* Work instructions: Take the entries below and return them unchanged.

== Segment start ==

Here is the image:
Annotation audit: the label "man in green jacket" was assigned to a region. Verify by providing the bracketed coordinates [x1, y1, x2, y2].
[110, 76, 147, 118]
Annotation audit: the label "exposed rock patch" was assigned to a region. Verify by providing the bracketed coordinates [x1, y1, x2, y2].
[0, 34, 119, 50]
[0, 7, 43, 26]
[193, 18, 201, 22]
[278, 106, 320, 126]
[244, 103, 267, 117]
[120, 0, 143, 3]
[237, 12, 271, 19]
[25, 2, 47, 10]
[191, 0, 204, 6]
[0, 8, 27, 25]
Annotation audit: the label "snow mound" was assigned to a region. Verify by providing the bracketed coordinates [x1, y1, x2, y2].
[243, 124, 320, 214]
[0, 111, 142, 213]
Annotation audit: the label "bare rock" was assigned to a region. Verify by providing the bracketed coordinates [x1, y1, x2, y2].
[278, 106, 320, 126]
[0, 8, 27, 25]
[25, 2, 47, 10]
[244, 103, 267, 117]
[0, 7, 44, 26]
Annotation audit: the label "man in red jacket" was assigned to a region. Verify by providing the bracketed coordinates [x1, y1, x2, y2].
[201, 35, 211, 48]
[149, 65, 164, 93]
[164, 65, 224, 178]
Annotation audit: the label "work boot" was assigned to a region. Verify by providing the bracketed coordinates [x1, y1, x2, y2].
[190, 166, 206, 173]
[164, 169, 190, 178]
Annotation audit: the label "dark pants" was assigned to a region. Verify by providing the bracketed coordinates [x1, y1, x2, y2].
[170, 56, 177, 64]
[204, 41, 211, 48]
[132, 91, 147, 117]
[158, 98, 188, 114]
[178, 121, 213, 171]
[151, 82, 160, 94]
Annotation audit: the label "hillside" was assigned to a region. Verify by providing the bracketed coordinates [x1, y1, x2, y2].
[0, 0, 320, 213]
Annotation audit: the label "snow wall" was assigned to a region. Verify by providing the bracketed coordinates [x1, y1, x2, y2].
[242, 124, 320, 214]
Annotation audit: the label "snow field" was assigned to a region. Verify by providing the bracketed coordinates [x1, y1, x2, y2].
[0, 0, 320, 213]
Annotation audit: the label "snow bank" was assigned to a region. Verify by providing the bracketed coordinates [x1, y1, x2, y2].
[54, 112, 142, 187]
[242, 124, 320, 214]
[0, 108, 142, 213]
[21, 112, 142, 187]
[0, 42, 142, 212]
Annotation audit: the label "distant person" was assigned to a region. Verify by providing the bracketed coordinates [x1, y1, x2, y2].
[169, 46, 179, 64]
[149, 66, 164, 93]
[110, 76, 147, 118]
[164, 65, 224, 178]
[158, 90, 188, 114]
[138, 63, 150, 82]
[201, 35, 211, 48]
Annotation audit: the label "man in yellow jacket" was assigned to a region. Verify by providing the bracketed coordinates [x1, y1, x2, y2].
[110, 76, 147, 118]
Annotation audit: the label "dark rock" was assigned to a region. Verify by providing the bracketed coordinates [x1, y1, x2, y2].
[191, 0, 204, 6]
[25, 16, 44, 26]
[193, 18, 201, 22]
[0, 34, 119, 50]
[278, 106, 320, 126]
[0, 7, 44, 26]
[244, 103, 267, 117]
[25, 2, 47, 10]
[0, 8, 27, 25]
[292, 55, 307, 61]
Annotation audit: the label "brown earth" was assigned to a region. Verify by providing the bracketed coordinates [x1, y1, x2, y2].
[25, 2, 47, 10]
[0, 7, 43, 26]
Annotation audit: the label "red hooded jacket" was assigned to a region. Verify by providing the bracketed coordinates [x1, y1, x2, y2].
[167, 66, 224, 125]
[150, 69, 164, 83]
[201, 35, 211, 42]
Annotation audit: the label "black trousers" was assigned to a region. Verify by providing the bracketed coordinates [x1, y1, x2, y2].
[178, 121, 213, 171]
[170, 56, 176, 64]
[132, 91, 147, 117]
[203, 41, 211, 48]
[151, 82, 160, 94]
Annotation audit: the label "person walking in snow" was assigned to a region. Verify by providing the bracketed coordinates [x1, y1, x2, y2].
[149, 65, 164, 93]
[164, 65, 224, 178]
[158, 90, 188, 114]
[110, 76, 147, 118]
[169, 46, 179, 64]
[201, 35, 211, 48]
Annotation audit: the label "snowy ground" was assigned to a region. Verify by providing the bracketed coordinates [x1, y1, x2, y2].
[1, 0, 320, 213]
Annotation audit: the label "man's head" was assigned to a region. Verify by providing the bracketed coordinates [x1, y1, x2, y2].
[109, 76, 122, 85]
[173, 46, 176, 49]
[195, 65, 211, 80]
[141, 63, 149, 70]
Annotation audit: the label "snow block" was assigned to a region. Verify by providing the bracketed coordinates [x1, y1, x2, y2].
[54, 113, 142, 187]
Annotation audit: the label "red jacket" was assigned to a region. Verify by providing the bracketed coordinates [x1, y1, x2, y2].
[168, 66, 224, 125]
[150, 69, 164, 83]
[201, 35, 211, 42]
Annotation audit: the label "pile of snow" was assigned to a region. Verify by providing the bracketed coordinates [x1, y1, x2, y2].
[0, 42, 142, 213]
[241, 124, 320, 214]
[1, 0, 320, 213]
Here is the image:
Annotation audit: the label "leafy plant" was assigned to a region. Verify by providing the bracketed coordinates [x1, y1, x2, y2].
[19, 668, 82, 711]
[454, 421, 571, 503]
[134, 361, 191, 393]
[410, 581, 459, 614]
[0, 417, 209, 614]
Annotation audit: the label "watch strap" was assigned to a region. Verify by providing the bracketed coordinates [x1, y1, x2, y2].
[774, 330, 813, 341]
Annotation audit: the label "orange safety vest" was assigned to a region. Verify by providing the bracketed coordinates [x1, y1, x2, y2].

== Segment end ==

* Response:
Here is the image:
Annotation audit: the label "man in green jacket" was assigned to a region. Verify by providing the bracketed coordinates [x1, y1, x2, y2].
[110, 76, 147, 118]
Annotation audit: the label "exposed rock patch" was assigned to a region. Verify by providing the bracketed coordinates [x1, y1, x2, y2].
[0, 34, 119, 50]
[0, 7, 43, 26]
[193, 18, 201, 22]
[278, 106, 320, 126]
[244, 103, 267, 117]
[120, 0, 143, 3]
[237, 12, 271, 19]
[25, 2, 47, 10]
[191, 0, 204, 6]
[0, 8, 27, 25]
Annotation audit: the label "snow mound" was assigned to a region. Verify by providing the bracketed coordinates [x1, y1, x2, y2].
[243, 124, 320, 214]
[0, 111, 142, 213]
Annotation audit: the label "bare rock" was assigned to a region. Verify by providing the bracketed coordinates [x1, y1, x2, y2].
[278, 106, 320, 126]
[0, 8, 27, 25]
[25, 2, 47, 10]
[244, 103, 267, 117]
[0, 7, 44, 26]
Annotation audit: the label "man in red jacket" was assigned to a region. Verify by providing the bracketed coordinates [x1, y1, x2, y2].
[201, 35, 211, 48]
[149, 65, 164, 93]
[164, 65, 224, 178]
Annotation audit: the label "work boot" was assigned to a region. Verify by providing the bracketed coordinates [x1, y1, x2, y2].
[190, 166, 206, 173]
[164, 169, 190, 178]
Annotation audit: the label "dark pants" was assigned to a region. Verify by providing the bracketed coordinates [x1, y1, x2, y2].
[170, 56, 177, 64]
[204, 41, 211, 48]
[132, 91, 147, 117]
[158, 98, 188, 114]
[178, 121, 213, 171]
[151, 82, 160, 94]
Annotation audit: the label "hillside" was assigned to a region. Verify by providing the bracketed coordinates [x1, y1, x2, y2].
[0, 0, 320, 213]
Annotation audit: the label "snow wall" was assigned to a region. Verify by providing the bracketed coordinates [x1, y1, x2, y2].
[242, 124, 320, 214]
Annotation audit: the label "snow field" was assigned to a region. Verify by providing the bracketed coordinates [x1, y1, x2, y2].
[0, 0, 320, 213]
Annotation audit: the label "snow bank" was assigned to a region. Verify by providing the bracketed coordinates [x1, y1, x2, y2].
[54, 112, 142, 187]
[242, 124, 320, 214]
[0, 108, 142, 213]
[21, 112, 142, 187]
[0, 42, 142, 212]
Annotation audit: the label "distant person" was assigned to a region. Verify by providing the bracketed coordinates [x1, y1, x2, y2].
[169, 46, 179, 64]
[149, 66, 164, 93]
[110, 76, 147, 118]
[164, 65, 224, 178]
[158, 90, 188, 114]
[138, 63, 150, 82]
[201, 35, 211, 48]
Annotation audit: the label "man in yellow jacket" was assigned to a region. Verify by providing the bracketed coordinates [x1, y1, x2, y2].
[110, 76, 147, 118]
Annotation audit: the label "dark rock" was assigned to a region. Verify by providing the bracketed coordinates [x1, y1, x2, y2].
[191, 0, 204, 6]
[25, 16, 44, 26]
[193, 18, 201, 22]
[0, 34, 119, 50]
[278, 106, 320, 126]
[0, 7, 44, 26]
[244, 103, 267, 117]
[25, 2, 47, 10]
[0, 8, 27, 25]
[292, 55, 307, 61]
Annotation audit: the label "brown earth" was assigned to a region. Verify by providing the bracketed coordinates [x1, y1, x2, y2].
[25, 2, 47, 10]
[0, 7, 43, 26]
Annotation audit: the label "red hooded jacket" was assigned to a region. Verify by providing the bracketed coordinates [x1, y1, x2, y2].
[167, 66, 224, 125]
[150, 69, 164, 83]
[201, 35, 211, 42]
Annotation audit: the label "black trousers" was assigned to a region. Verify by providing the bracketed coordinates [x1, y1, x2, y2].
[178, 121, 213, 171]
[170, 56, 176, 64]
[132, 91, 147, 117]
[203, 41, 211, 48]
[151, 82, 160, 94]
Annotation audit: the label "person walking in snow" was assigned to a region. Verify by providing the bracketed coordinates [x1, y1, x2, y2].
[149, 65, 164, 93]
[164, 65, 224, 178]
[158, 90, 188, 114]
[110, 76, 147, 118]
[169, 46, 179, 64]
[201, 35, 211, 48]
Annotation audit: the label "snowy ground" was assigned to a region. Verify by providing the bracketed coordinates [x1, y1, x2, y2].
[1, 0, 320, 213]
Annotation audit: the label "man's head" was assigned to a region. Verify by providing the bracketed coordinates [x1, y1, x2, y2].
[109, 76, 122, 85]
[173, 46, 176, 49]
[195, 65, 211, 80]
[141, 63, 149, 70]
Annotation audit: the label "snow block" was assigned to a region. Verify by providing the bracketed coordinates [x1, y1, x2, y2].
[54, 113, 142, 187]
Annotation audit: the label "red jacket" was assigned to a region. Verify by providing the bracketed coordinates [x1, y1, x2, y2].
[168, 66, 224, 125]
[150, 69, 164, 83]
[201, 35, 211, 42]
Annotation audit: the label "pile of snow" was assigned to a region. Verify by providing the bracketed coordinates [x1, y1, x2, y2].
[0, 42, 142, 213]
[241, 124, 320, 214]
[1, 0, 320, 213]
Here is the image:
Annotation audit: the label "leafy plant" was assigned to a region. Verify by providing the bracketed coordinates [x1, y1, x2, y2].
[19, 668, 82, 711]
[454, 421, 571, 503]
[134, 361, 191, 393]
[410, 581, 459, 614]
[0, 417, 209, 614]
Annotation audit: the label "watch strap" was assigned to a region. Verify by providing the bracketed coordinates [x1, y1, x2, y2].
[774, 330, 813, 341]
Annotation audit: the label "orange safety vest" was assigned to a region. Verify by providing the bracketed coordinates [x1, y1, x2, y2].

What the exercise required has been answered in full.